__What you have to do__.
Copy every one of the items below word for word, keeping their order.

━━━ Task input ━━━

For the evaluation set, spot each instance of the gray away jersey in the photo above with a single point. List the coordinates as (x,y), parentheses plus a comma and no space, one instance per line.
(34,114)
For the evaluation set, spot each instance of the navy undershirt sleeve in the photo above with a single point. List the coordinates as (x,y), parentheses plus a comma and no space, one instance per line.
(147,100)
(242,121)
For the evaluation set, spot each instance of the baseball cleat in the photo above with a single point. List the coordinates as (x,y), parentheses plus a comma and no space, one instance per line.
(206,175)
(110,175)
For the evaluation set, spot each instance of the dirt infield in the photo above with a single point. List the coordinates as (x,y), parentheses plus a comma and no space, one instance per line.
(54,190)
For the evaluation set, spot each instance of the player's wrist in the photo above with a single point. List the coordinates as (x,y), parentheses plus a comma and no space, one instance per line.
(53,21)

━━━

__Worked solution__.
For the evaluation set, spot each instance of the gray away jersey in the photo above with a single point. List the coordinates as (x,y), parentheses plus a comma and no space, one instance per line.
(34,114)
For the evaluation set, spot each instance of the navy undershirt sleeve in the photo above with a single point. List the coordinates as (x,y), parentheses plus a comma and no space, one instance per line.
(147,100)
(242,121)
For the evaluation set, spot each instance of the baseball cleat in the photo above with a single point. List the coordinates as (x,y), parentheses plus a comma and no space, one instance per line.
(206,175)
(110,175)
For the evaluation set, spot each instance of the dirt infield in the photo above with a single point. List the coordinates as (x,y), parentheses plus a comma and no space, one instance per line.
(54,190)
For the evaluation set, spot each instance of the player's wrist in the photo above with a single point. List the coordinates as (x,y), parentheses plus a comma and no space, one instance per line.
(53,21)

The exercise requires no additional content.